**The exercise**
Can you copy word for word the lines in the records below, starting with the line that contains "Retail shelf audit — identify every blue velvet" and going on through the line that contains "300, 92, 398, 235", with both of those lines included?

**Entries**
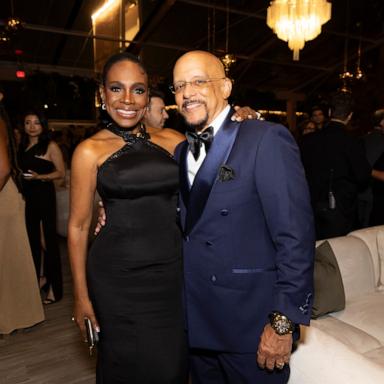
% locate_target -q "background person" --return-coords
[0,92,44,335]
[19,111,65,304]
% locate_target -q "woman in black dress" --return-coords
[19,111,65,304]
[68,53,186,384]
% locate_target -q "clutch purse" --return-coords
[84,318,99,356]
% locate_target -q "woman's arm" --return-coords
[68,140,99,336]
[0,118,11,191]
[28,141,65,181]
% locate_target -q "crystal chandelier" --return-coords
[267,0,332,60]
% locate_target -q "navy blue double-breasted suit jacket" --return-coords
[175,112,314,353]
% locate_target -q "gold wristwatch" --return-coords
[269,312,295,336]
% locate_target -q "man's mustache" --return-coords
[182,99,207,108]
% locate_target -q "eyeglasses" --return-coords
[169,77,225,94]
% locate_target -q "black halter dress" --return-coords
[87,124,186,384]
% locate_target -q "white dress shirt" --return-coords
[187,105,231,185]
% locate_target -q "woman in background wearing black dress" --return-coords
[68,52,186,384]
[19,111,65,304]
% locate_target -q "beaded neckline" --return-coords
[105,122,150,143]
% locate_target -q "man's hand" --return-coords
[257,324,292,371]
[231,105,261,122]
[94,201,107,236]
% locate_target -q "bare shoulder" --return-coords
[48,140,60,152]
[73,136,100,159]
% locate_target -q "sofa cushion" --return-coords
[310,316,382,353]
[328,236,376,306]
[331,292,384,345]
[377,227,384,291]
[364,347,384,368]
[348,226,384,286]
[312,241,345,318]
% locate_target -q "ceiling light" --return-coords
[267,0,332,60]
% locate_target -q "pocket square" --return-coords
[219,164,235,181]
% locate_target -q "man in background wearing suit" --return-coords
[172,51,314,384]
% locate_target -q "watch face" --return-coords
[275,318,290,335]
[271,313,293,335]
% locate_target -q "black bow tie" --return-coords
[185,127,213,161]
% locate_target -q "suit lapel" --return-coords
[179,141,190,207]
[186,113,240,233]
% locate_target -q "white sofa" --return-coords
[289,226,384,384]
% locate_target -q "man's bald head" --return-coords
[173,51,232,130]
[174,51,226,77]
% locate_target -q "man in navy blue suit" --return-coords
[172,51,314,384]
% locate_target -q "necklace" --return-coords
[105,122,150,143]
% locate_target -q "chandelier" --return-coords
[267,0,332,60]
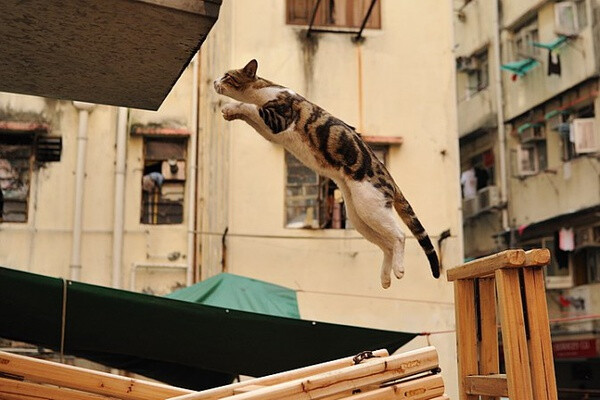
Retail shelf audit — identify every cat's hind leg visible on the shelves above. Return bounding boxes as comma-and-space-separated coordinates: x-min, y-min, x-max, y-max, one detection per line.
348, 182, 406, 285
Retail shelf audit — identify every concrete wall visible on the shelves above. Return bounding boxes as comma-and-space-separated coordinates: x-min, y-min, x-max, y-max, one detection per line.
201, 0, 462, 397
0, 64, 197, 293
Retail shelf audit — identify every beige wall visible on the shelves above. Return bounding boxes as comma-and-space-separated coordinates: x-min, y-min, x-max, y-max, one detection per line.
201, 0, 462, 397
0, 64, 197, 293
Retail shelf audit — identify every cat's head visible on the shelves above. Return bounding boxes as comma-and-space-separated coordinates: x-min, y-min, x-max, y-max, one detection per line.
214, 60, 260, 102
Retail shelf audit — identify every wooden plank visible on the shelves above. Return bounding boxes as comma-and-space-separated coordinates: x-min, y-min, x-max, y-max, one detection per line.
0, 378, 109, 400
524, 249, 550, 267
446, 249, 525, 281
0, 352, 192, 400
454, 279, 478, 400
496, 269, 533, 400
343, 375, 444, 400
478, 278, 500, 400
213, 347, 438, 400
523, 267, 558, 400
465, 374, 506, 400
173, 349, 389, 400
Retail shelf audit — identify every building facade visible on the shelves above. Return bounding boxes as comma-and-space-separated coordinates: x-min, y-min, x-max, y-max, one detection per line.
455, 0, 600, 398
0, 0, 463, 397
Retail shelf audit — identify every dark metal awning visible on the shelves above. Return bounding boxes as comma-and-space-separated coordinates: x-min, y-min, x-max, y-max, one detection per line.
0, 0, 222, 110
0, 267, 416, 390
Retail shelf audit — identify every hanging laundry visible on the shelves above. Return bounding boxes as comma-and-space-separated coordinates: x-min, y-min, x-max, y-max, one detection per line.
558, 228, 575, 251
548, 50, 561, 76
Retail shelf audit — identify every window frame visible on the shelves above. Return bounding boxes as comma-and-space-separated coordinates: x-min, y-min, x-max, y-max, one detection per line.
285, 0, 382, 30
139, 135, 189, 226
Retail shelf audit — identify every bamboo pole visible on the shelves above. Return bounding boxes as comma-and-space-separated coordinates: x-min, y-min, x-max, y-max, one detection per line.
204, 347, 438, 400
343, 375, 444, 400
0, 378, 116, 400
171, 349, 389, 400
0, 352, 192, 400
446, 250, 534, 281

---

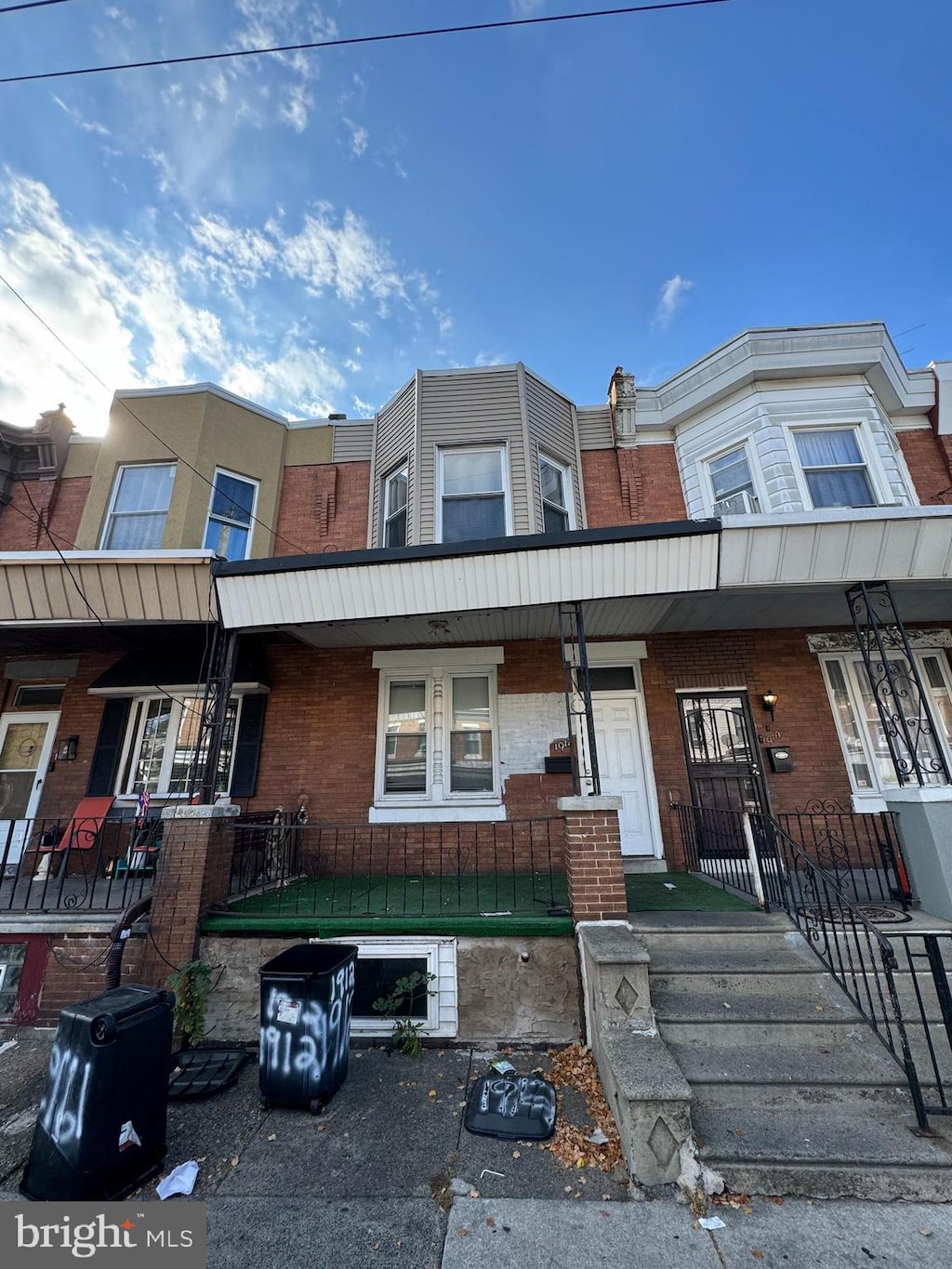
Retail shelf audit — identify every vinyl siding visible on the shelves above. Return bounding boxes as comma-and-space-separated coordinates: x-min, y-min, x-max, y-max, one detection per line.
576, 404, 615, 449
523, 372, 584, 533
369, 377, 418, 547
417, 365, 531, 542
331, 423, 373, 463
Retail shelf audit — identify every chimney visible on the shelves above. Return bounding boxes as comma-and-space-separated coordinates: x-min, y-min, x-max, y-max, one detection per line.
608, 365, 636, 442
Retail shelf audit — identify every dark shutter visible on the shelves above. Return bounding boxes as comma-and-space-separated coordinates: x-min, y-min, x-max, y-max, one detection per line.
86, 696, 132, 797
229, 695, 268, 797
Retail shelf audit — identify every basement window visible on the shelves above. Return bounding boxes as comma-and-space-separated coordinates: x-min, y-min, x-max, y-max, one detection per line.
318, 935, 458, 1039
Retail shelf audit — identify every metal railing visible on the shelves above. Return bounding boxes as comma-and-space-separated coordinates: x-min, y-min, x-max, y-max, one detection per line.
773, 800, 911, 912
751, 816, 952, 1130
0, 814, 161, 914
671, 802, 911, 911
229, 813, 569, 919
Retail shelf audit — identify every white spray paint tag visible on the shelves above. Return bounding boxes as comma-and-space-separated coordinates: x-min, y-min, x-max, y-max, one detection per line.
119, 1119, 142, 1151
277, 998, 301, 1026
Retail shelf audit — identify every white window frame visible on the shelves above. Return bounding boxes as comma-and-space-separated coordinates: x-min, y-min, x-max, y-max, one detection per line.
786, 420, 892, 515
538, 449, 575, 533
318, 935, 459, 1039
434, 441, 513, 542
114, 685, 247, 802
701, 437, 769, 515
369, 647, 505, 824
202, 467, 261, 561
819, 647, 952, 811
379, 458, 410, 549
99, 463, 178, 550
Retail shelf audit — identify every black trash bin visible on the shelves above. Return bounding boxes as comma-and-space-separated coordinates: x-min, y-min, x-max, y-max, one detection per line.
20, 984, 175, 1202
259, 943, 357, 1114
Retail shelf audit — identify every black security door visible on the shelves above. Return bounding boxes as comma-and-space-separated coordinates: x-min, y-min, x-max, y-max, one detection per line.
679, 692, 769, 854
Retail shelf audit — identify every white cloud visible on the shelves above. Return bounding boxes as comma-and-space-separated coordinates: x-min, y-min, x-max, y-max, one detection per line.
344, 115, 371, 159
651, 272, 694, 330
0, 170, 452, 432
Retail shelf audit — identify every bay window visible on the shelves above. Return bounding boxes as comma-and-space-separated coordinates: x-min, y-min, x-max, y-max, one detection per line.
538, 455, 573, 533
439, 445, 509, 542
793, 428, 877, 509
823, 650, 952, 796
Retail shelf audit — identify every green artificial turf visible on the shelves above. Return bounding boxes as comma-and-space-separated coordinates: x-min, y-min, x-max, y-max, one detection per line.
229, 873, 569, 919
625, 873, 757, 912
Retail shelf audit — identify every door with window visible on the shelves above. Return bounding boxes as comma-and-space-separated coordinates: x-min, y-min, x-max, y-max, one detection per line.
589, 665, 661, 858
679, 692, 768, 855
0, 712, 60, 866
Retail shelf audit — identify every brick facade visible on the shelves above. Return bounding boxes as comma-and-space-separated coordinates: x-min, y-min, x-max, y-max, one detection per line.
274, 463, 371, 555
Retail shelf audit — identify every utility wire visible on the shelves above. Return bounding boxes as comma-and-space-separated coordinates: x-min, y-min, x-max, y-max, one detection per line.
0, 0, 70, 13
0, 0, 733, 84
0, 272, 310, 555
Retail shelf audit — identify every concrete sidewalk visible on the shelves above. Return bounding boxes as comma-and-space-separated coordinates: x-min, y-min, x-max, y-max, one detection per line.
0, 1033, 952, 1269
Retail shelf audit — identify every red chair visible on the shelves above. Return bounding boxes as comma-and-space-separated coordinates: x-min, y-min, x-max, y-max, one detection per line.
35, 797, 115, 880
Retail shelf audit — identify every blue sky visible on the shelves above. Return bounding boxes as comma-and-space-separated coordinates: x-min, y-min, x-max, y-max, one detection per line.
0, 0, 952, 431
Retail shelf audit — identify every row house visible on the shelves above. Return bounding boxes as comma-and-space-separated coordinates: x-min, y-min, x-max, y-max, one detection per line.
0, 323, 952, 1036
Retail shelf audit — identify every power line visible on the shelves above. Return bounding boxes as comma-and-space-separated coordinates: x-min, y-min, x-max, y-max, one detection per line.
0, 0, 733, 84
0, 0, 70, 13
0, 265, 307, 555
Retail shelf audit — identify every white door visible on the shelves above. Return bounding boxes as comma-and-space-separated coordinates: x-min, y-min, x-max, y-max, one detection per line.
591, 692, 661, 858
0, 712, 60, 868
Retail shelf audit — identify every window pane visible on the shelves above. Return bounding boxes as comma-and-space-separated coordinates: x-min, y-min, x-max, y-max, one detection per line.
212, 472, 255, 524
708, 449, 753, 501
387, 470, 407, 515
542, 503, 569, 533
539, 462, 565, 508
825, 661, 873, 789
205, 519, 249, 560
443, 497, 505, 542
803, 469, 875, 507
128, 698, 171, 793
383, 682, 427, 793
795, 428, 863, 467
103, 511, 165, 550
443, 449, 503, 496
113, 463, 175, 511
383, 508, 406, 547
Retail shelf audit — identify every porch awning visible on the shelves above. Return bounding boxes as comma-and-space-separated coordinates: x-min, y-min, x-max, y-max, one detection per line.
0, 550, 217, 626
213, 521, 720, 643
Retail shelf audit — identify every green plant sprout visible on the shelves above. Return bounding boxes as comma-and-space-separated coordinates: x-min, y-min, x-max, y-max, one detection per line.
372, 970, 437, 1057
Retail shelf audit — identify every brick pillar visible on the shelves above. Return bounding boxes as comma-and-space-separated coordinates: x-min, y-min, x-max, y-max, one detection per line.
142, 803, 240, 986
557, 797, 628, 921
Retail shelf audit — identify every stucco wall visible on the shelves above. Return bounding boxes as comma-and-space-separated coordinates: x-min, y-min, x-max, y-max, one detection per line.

--

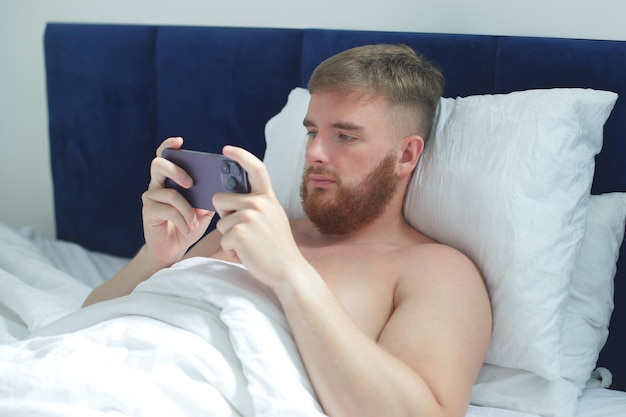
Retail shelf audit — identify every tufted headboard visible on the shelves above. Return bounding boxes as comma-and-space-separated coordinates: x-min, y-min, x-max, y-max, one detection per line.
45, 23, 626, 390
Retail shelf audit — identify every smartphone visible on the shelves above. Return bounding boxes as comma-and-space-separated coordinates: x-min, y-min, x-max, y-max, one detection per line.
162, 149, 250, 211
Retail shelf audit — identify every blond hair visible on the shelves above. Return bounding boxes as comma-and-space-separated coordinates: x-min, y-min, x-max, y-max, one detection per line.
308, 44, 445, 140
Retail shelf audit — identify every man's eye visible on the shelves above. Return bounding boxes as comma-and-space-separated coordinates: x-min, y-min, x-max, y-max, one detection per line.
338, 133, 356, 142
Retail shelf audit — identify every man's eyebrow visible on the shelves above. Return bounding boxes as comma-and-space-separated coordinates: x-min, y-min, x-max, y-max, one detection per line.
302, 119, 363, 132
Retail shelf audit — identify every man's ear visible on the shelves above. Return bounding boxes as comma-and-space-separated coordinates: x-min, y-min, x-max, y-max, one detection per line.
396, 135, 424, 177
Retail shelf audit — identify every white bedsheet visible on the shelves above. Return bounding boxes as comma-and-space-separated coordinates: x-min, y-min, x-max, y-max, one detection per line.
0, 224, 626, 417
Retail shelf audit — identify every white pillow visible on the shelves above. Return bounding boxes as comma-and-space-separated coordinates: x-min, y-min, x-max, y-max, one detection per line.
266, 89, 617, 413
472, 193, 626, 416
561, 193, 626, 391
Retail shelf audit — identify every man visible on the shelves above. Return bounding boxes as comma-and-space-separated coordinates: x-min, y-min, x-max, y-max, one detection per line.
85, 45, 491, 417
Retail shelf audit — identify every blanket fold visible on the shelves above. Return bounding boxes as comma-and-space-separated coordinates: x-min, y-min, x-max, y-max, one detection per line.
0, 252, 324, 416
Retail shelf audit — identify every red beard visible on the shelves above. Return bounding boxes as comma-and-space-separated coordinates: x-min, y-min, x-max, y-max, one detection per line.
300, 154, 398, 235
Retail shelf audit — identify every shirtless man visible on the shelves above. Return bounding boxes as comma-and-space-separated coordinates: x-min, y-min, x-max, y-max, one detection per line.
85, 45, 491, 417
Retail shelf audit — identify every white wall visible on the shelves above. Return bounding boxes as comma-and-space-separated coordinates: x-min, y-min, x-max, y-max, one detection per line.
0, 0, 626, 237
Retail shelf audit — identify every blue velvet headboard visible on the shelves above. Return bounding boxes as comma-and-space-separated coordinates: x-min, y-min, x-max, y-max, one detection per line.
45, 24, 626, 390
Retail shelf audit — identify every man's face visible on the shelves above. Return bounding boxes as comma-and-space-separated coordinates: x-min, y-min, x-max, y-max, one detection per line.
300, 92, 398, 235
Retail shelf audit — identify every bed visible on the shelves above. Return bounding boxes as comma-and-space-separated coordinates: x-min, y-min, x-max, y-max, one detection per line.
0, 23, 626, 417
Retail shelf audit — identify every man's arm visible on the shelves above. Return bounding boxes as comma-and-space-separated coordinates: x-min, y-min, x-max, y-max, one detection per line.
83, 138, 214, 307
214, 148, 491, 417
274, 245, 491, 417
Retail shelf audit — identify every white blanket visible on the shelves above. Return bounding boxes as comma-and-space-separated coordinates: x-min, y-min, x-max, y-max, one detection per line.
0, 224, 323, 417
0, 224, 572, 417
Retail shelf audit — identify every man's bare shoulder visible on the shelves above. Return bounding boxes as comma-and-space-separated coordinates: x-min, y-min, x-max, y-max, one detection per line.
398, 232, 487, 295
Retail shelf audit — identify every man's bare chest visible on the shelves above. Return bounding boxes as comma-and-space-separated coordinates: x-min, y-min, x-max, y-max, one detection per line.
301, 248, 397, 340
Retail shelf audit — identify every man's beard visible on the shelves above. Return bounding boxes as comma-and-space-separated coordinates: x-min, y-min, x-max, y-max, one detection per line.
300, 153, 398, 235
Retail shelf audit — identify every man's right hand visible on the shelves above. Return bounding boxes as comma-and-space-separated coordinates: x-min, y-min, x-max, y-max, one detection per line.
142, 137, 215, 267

**Answer to the exercise**
Retail shelf audit — identify every blue velvet headboard visible on the shelves above. Return bounding boxes as comma-and-space-separated coordinates: x-min, y-min, x-max, y-max, one detection per line.
45, 24, 626, 390
Retail shelf audit — identify every man's face visible on the shelves above. Return bounding boxes as comma-and-space-separated coordinates: x-min, y-min, x-max, y-max, one detection per line.
300, 92, 398, 235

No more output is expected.